• [DIRECTION] Images are not part of the copy; transcribe all the data exactly.

• [INPUT FOR THIS TASK]
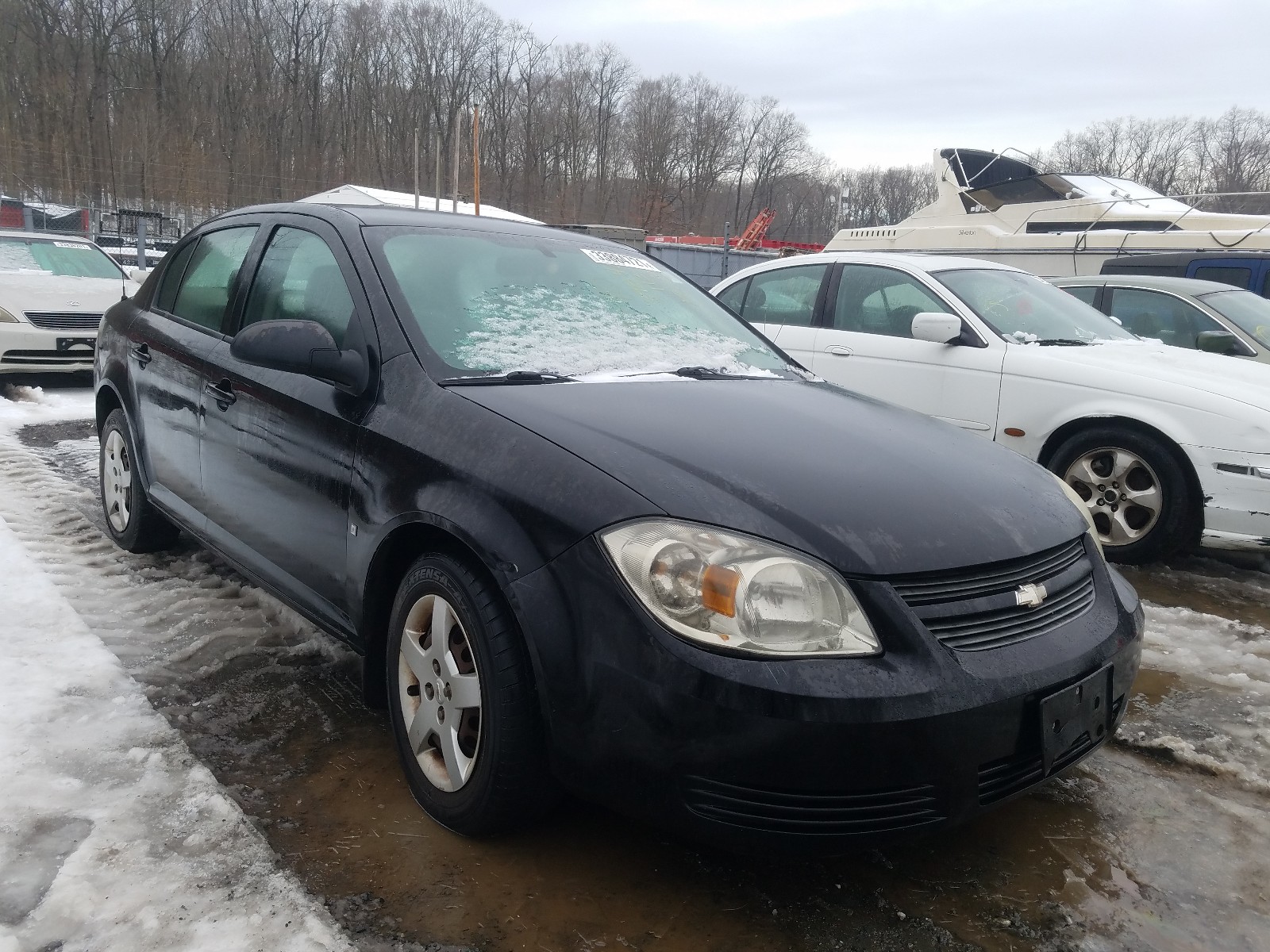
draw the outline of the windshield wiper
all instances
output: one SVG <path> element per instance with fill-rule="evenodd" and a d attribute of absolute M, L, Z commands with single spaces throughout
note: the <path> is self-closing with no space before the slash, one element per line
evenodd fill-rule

• [RESULT]
draw the outline of the windshield wiper
all instances
output: one SVG <path> element per instance with fill-rule="evenodd" and a d attribute of absolute M, L, Z commands with single spaces throughout
note: the <path> is self-closing with no space before the slash, one element per line
evenodd fill-rule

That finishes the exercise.